### Work to complete
Write out the listing below word for word.

### Data extract
:::::

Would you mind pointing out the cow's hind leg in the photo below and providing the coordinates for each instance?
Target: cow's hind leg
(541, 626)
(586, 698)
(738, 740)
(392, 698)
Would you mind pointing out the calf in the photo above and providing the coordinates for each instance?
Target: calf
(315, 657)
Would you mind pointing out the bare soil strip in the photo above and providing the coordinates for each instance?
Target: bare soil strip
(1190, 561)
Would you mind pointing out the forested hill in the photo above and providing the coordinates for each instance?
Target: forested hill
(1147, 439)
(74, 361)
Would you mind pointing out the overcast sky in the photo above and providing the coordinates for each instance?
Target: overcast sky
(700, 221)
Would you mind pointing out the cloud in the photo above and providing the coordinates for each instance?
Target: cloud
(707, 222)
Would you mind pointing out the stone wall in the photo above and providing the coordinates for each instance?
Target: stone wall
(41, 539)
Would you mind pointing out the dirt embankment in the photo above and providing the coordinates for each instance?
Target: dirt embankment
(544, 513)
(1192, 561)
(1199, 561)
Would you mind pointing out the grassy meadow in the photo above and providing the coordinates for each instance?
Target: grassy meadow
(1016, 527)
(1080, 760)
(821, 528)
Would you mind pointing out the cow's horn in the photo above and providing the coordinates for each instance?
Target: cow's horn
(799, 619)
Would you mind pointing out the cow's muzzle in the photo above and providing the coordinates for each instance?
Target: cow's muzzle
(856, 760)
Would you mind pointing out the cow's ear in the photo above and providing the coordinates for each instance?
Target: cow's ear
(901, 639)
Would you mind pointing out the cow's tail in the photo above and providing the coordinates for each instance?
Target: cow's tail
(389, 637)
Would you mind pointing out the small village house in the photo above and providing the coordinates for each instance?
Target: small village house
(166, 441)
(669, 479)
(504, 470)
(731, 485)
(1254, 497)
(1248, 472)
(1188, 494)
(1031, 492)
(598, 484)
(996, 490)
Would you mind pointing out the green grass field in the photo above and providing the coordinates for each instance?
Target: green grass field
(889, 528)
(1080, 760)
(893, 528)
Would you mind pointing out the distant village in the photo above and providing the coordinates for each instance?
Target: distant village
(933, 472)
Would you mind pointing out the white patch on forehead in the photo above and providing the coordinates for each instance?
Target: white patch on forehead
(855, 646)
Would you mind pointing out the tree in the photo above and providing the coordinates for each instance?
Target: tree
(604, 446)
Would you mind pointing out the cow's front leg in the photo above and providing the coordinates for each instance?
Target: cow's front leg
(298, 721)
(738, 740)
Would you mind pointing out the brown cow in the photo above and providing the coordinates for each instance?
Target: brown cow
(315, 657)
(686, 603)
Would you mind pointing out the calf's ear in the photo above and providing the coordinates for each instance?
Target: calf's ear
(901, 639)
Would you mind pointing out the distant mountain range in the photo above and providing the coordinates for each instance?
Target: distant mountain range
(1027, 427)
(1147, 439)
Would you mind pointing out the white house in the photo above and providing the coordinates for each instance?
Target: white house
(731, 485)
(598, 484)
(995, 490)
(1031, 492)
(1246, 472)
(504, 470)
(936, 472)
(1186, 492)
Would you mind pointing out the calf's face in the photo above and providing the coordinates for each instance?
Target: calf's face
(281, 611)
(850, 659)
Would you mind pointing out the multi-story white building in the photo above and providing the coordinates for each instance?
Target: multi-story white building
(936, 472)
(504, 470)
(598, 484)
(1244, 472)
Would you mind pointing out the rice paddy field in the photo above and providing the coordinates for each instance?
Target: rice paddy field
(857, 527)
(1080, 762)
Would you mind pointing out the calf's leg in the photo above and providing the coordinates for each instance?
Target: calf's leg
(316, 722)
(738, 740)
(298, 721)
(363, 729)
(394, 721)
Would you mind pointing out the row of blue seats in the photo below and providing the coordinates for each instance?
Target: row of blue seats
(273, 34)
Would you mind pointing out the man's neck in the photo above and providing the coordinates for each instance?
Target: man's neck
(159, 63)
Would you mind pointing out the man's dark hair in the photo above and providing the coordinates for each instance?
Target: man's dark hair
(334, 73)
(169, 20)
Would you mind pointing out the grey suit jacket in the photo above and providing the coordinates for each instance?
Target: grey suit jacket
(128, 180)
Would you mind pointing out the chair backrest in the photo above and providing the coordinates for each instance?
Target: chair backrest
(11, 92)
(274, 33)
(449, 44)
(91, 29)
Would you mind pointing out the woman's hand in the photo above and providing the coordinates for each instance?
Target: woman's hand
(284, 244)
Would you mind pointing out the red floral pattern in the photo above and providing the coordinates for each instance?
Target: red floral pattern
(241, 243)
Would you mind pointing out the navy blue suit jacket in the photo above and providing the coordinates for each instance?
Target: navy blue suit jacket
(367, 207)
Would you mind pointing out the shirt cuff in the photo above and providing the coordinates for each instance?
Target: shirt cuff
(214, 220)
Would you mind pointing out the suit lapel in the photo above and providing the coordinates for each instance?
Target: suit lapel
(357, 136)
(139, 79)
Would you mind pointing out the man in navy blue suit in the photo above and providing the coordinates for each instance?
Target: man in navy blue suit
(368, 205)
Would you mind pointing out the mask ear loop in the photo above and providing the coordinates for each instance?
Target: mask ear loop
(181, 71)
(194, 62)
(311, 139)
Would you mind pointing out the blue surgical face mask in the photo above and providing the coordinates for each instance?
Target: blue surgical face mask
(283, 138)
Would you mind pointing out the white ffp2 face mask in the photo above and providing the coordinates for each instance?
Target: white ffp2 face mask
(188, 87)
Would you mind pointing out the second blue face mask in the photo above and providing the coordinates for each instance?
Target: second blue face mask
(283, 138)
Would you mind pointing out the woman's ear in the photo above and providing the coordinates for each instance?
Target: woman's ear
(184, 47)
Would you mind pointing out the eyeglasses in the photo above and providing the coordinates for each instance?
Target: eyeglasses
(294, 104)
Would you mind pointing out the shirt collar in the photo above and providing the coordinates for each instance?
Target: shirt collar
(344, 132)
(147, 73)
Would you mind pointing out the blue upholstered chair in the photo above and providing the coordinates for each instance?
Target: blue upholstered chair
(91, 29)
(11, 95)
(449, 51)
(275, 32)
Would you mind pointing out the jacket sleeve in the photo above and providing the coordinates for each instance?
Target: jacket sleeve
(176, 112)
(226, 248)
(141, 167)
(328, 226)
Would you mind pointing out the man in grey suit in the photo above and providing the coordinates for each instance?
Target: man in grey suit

:::::

### Answer to the problem
Would you mind pointing out the cow's hind leg in the photo below and providing the coordinates for each instance?
Target: cow's hind leg
(541, 626)
(586, 698)
(738, 740)
(392, 698)
Would you mind pointing out the calf in the photo above and providing the coordinates for each instance?
Target: calf
(315, 657)
Would you mind pointing out the bare soil strip in the photo above and providing the coordinates for each instance?
Target: bare soil strip
(1190, 561)
Would you mind pointing out the forested hill in the photo above and providing the coordinates for each instance?
Target: forested hill
(1147, 439)
(74, 361)
Would you mind pointing out the overcast sky in the photo above and providing the coordinates for each instance?
Target: overcast sky
(700, 221)
Would you mind pointing out the cloud in the photo above and providing the coordinates for each instance?
Target: cloud
(707, 222)
Would you mind pointing out the stone wall in the photo above and providing the coordinates for each instance?
Target: stone wall
(41, 539)
Would you mind pointing out the dirt embankment in the photo above and providing the coordinates for each instance?
Target: dirt embankment
(544, 513)
(1192, 561)
(1199, 561)
Would you mind pointing out the grassy meadow in the photo above and providing the coordinates for each instance?
Target: grassy meadow
(1016, 527)
(1080, 760)
(821, 528)
Would you mind pointing out the cow's horn in the photo above and providing the coordinates for each instance?
Target: cow's horn
(799, 619)
Would you mind pointing out the cow's muzzle in the photo above and providing the coordinates for each instance?
Target: cow's muzzle
(856, 760)
Would you mind pointing out the cow's ear in the photo above and providing the coordinates for each instance?
Target: cow's ear
(901, 639)
Would you mind pointing out the cow's tail in the photo above and providing the coordinates for each instance?
Target: cow's tail
(389, 637)
Would you mind pointing out the small village house in the photo above and providing the coordinates for each instance?
Target: small village house
(166, 441)
(669, 479)
(504, 470)
(731, 485)
(1254, 497)
(1248, 472)
(1188, 494)
(1031, 492)
(598, 484)
(996, 490)
Would you mind pointing out the green grass field in the photo above and providing the coordinates for each instance?
Target: green grass field
(889, 528)
(1080, 760)
(893, 528)
Would you mind pointing out the distant village in the photo above and providing the coordinates for each instance?
Target: distant village
(933, 472)
Would you mind pointing out the white patch on forehead in the photo above and providing the coordinates for each instance?
Target: white patch on forehead
(855, 646)
Would you mind pointing out the tree in the photo above and providing the coordinates for each instance?
Target: tree
(604, 446)
Would you mind pointing out the cow's front leg in the photo above and providing the coordinates for each instance?
Target: cow's front leg
(298, 721)
(738, 740)
Would you mind pointing out the brown cow in the photo above and providing the coordinates for each instance?
Target: brown cow
(315, 657)
(686, 603)
Would you mind pointing out the calf's ear in the photo above and providing the coordinates for each instance?
Target: calf's ear
(901, 639)
Would you mind pointing out the distant mountain range in the photo above and providing the coordinates for each instance?
Target: distant mountain range
(1027, 427)
(1147, 439)
Would you mind pointing out the white house in the photo above and providing the coordinates for each instance?
Target: white house
(731, 485)
(598, 484)
(995, 490)
(1031, 492)
(1246, 472)
(504, 470)
(936, 472)
(1186, 492)
Would you mind pointing out the calf's face in the photo above and providing the coordinates for each instance?
Target: calf's face
(281, 611)
(850, 659)
Would you mind pointing out the multi-story white building in the photo above and providing the coordinates for each instance?
Target: multi-story white building
(936, 472)
(504, 470)
(598, 484)
(1244, 472)
Would you mind pointing out the rice paddy field in the photo above and providing the coordinates for each instance?
Target: rice paddy field
(857, 527)
(1080, 762)
Would you mind pointing out the calf's leg in the photo above and providing the coordinates for each instance?
Target: calf's leg
(316, 722)
(738, 740)
(298, 721)
(363, 729)
(394, 721)
Would you mind pointing out the row of blue seats in the photo below and providing the coordinates for each instance?
Target: row of blue seats
(273, 34)
Would you mind pointing out the man's neck in the photo above and providing the coordinates for each instance?
Target: man's neck
(159, 63)
Would you mind pointing out the man's dark hair in the photo above and providing the coordinates for each instance?
Target: man's dark hair
(334, 73)
(169, 20)
Would you mind pointing out the grey suit jacket in the photo above and providing the coordinates for each instance?
Target: grey suit jacket
(128, 180)
Would you mind pointing out the chair backrest in the photo above and providing the coordinates for each instance?
Target: chair backrest
(11, 92)
(274, 33)
(449, 44)
(91, 29)
Would you mind pointing out the woman's hand in the photo above and providing the coordinates for each instance?
Target: woman's hand
(284, 244)
Would you mind pointing out the red floral pattern in the photo above and providing the coordinates for each instance?
Target: red floral pattern
(241, 243)
Would you mind pointing out the navy blue suit jacket in the photo above and providing the coordinates for each instance?
Target: navy blue suit jacket
(367, 207)
Would you mind pointing out the shirt cuff in the photo above and providing the coordinates for each instance?
Target: shirt cuff
(214, 220)
Would you mind pointing out the suit lapel in the photo above and providing the coordinates for each instance?
Target: suit lapel
(357, 136)
(139, 79)
Would you mind pointing out the man in navy blue suit in the photo above and providing the coordinates for each instance?
Target: man in navy blue suit
(368, 205)
Would you mind pointing out the mask ear loop in the photo above and providing the coordinates for each instance?
Target: mask ear loop
(181, 71)
(194, 62)
(311, 139)
Would you mind pointing out the blue surgical face mask in the photo above and providing the coordinates for each instance?
Target: blue surgical face mask
(283, 138)
Would you mind pointing out the white ffp2 face mask in the photo above and providing the coordinates for each instance?
Target: white ffp2 face mask
(188, 87)
Would you mind pointing out the second blue face mask in the photo above and providing the coordinates for each instance?
Target: second blue face mask
(283, 138)
Would you mind pointing out the woman's ear in the photo above and providing the coordinates for each instance?
Target: woman's ear
(184, 47)
Would you mind pointing out the eyeglasses in the photo above and providing the coordinates for each instance?
Target: eyeglasses
(294, 104)
Would you mind pointing out the shirt collar in the photo above and providing the coordinates for each instance?
Target: shirt collar
(344, 132)
(147, 73)
Would you mind pointing out the blue upholstered chair in the photo above and providing the coordinates for each instance?
Target: blue upholstered chair
(91, 29)
(11, 95)
(449, 51)
(275, 32)
Would you mind pointing out the jacket sleeve in the photo above and providing the coordinates for each instance?
Target: jacket sleeve
(176, 112)
(226, 248)
(141, 167)
(328, 226)
Would you mind pointing out the man in grey suit in the photo above and providing the coordinates for each instance?
Target: man in grey suit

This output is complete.